*MATERIAL FOR THE TASK*
——————

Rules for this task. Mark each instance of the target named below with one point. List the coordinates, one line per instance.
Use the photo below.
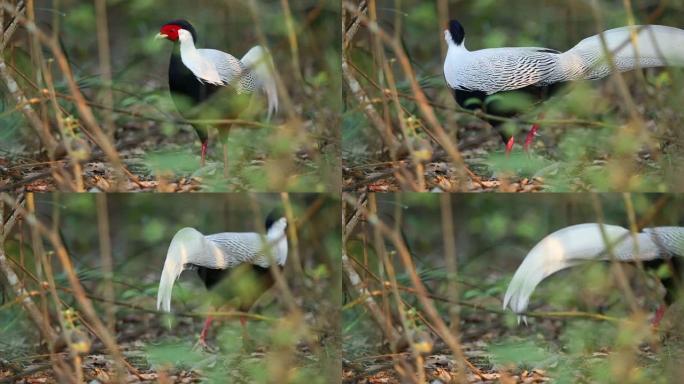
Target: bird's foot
(658, 317)
(202, 345)
(203, 158)
(530, 137)
(509, 146)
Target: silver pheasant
(190, 249)
(581, 243)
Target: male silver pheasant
(210, 84)
(582, 243)
(235, 266)
(475, 75)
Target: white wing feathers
(255, 72)
(259, 62)
(226, 66)
(502, 69)
(190, 247)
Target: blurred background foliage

——————

*PROBLEM DETAILS*
Reproduce the records without any changes, beginning with the line that contains "Target: male silver pheasant" and continuing through the final line of the records, both included.

*SOLUTION*
Target: male silver pheasant
(210, 84)
(582, 243)
(235, 266)
(475, 75)
Target: white wing feathers
(255, 72)
(259, 62)
(226, 66)
(502, 69)
(190, 247)
Target: blurred background foliage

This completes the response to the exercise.